Your answer should be the exact lines of the records, starting with the one containing "A point set on every instance of the beige" and running to the end.

----

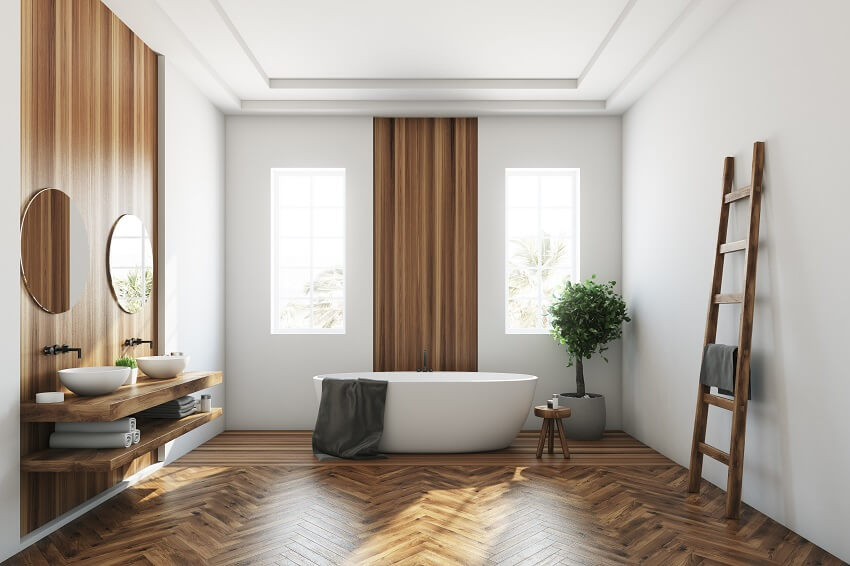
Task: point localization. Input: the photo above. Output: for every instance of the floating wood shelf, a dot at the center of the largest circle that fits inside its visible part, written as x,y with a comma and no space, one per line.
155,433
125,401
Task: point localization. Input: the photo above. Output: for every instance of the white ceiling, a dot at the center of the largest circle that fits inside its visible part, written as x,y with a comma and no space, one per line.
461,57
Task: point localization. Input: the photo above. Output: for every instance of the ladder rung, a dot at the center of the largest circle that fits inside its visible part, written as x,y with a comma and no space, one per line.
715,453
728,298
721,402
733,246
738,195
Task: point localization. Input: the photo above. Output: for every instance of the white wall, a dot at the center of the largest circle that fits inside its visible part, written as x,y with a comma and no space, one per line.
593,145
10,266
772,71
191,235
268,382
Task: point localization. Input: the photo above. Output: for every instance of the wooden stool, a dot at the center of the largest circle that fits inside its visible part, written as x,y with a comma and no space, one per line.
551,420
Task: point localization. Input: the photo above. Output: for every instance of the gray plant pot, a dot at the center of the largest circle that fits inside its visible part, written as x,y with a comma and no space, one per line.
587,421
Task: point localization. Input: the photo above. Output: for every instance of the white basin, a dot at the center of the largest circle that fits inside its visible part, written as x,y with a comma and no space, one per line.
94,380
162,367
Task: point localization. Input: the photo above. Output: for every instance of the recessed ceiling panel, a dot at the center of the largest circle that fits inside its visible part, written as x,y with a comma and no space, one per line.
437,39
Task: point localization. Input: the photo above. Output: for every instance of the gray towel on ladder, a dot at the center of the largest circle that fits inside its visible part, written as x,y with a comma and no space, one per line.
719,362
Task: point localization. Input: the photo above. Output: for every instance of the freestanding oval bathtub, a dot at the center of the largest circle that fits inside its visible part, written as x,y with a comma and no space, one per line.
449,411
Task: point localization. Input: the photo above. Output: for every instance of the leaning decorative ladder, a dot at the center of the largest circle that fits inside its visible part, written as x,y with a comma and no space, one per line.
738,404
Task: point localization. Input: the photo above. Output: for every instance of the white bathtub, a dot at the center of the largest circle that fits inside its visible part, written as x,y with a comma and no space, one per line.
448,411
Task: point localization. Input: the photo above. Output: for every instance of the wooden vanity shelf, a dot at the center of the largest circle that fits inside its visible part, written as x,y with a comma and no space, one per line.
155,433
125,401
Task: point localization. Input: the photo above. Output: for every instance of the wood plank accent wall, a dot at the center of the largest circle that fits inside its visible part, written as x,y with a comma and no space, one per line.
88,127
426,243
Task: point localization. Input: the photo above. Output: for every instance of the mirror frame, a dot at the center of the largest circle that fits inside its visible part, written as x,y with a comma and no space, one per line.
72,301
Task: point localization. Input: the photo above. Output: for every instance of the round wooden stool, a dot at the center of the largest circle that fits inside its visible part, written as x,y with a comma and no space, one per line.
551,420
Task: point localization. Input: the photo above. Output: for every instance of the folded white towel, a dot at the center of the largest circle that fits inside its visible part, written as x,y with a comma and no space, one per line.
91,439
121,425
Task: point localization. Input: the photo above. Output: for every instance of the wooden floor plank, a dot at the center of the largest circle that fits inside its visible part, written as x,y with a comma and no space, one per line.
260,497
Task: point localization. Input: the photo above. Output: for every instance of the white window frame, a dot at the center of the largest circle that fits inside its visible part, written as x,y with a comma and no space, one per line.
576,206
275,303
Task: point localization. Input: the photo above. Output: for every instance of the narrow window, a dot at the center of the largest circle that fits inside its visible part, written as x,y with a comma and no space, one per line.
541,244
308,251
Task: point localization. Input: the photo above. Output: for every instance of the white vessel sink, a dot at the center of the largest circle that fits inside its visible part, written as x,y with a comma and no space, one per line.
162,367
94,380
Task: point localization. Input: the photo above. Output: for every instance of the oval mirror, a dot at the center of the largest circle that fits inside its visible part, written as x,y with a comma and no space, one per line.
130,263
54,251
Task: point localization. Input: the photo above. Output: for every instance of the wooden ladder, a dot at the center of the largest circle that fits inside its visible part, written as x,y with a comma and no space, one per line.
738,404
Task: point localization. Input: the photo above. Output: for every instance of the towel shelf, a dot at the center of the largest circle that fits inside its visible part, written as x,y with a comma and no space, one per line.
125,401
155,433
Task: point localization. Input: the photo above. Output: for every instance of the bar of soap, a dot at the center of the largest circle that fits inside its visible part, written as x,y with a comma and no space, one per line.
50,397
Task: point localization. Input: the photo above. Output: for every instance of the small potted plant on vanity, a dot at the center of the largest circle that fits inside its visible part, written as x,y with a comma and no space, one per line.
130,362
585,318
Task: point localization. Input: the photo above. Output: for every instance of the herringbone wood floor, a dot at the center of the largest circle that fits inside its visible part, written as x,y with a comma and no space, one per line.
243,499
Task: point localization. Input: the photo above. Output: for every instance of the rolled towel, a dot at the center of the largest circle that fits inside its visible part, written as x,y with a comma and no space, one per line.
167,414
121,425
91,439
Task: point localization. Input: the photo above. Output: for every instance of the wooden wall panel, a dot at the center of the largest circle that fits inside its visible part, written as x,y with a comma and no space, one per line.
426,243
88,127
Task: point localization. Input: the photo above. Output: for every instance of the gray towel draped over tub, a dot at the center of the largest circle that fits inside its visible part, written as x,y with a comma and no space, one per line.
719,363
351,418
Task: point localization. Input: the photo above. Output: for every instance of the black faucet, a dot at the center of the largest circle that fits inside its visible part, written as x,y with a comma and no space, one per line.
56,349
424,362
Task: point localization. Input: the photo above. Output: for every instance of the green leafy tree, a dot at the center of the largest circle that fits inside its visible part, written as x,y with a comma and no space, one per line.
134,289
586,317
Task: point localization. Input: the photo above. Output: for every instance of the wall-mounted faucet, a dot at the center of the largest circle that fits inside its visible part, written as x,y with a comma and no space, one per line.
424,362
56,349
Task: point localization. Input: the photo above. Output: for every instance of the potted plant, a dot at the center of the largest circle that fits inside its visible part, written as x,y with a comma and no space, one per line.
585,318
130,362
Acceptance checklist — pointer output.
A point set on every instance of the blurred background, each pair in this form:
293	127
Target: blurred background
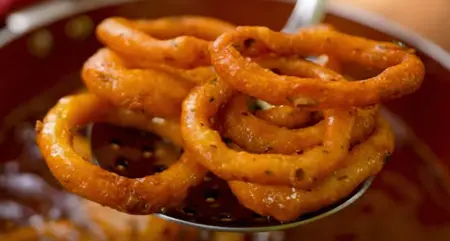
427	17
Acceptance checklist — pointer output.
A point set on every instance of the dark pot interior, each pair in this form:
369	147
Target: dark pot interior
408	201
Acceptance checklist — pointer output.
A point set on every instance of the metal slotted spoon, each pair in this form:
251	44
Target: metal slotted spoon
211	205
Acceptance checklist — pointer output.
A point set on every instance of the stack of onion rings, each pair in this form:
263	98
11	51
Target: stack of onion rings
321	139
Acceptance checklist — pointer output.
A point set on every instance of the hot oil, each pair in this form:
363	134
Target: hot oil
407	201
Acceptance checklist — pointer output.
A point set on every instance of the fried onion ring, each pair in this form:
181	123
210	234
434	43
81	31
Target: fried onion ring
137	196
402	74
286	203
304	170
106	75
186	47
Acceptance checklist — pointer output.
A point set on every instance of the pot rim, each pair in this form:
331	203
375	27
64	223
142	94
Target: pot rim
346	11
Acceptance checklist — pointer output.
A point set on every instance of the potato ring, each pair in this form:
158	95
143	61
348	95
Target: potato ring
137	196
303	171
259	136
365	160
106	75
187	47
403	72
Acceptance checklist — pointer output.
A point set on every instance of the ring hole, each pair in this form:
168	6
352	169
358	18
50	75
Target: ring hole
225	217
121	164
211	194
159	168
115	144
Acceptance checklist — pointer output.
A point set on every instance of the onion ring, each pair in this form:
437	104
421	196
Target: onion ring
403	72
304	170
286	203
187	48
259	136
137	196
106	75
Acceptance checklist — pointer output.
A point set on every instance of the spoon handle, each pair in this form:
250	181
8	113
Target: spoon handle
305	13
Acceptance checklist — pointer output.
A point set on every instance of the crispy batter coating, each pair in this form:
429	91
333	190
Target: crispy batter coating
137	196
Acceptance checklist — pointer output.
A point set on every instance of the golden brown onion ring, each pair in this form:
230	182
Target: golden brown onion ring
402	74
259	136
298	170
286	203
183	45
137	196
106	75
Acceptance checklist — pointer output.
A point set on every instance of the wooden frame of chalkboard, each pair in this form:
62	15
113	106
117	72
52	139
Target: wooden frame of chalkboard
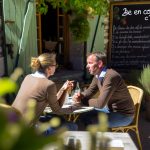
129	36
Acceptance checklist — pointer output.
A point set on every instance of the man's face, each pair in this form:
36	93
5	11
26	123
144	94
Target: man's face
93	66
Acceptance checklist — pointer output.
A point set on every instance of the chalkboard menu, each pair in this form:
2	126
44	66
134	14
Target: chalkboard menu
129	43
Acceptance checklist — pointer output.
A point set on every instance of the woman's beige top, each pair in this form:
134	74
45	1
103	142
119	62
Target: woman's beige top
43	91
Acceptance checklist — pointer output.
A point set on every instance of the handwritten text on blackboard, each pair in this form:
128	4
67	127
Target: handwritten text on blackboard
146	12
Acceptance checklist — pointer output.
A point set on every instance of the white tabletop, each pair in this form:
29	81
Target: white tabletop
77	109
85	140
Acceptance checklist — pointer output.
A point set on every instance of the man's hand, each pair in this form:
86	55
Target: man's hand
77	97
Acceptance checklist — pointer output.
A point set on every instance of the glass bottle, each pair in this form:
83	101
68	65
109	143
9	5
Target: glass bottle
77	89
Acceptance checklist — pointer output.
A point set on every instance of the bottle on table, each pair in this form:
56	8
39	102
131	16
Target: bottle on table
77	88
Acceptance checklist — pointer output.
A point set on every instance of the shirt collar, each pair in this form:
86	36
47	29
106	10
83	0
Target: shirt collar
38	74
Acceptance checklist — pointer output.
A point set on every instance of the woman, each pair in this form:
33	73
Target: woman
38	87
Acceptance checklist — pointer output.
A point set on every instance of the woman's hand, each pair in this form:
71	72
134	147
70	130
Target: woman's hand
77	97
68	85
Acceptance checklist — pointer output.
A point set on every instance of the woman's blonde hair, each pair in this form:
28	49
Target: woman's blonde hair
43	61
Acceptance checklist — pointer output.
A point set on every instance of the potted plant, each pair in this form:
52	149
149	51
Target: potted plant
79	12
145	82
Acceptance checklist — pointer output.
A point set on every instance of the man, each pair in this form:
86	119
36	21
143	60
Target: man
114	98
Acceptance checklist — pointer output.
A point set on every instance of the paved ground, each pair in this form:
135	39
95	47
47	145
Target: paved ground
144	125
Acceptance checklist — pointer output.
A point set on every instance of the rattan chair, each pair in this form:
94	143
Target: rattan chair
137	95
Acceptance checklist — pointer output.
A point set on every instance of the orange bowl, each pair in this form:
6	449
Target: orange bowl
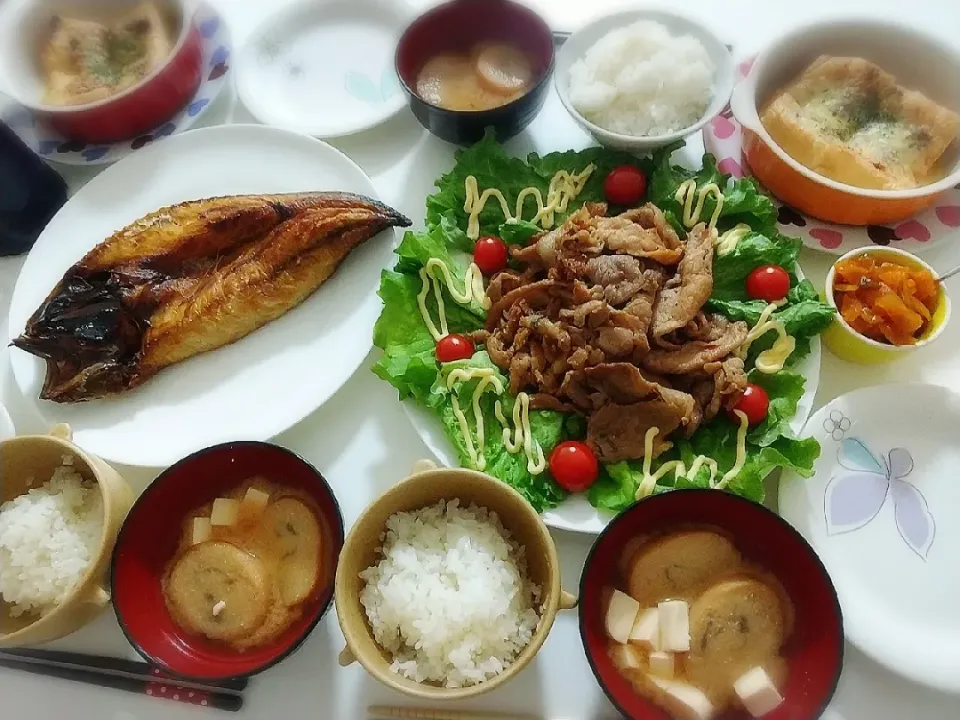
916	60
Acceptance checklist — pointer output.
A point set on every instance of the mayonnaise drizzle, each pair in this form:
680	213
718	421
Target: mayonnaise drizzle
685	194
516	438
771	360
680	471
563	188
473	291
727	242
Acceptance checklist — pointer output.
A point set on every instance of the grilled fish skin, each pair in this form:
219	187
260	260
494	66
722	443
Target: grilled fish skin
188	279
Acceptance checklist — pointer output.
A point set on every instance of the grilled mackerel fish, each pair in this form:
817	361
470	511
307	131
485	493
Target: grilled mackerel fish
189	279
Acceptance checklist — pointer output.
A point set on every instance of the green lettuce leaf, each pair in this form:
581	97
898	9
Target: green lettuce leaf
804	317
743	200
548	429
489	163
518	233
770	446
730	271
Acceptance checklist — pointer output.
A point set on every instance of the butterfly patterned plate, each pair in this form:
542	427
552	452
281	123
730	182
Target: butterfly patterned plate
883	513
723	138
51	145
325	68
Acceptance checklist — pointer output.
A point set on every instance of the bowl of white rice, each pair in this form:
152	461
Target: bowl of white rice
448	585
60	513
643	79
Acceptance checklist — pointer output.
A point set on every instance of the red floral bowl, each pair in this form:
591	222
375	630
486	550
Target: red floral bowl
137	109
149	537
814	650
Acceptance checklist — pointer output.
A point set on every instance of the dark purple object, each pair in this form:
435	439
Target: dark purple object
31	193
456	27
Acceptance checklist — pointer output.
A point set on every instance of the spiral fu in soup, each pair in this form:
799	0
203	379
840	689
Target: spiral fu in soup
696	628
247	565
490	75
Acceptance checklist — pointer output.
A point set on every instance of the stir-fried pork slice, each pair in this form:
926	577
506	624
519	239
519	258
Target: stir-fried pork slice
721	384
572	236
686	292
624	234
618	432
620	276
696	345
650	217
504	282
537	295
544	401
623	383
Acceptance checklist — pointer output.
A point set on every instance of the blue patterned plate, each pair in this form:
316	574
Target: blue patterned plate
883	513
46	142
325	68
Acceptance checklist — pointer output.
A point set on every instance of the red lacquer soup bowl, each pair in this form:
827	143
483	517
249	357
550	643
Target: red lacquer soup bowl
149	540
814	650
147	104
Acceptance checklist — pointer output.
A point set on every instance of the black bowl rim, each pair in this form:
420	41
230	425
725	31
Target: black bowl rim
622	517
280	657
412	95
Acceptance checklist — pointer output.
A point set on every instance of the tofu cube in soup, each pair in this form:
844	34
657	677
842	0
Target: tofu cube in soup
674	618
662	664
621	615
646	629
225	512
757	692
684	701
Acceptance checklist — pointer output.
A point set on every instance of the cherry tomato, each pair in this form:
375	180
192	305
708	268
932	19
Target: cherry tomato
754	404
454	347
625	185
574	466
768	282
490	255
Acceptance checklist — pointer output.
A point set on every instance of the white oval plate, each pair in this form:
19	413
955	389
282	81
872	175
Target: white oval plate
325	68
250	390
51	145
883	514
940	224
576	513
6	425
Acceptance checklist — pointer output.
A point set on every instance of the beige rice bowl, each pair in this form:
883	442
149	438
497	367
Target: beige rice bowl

----

_OUTPUT FOR THIS EXERCISE_
A point set on every instance of the beige rice bowl, each pair in this form:
883	442
149	438
497	367
Target: beige rice bowl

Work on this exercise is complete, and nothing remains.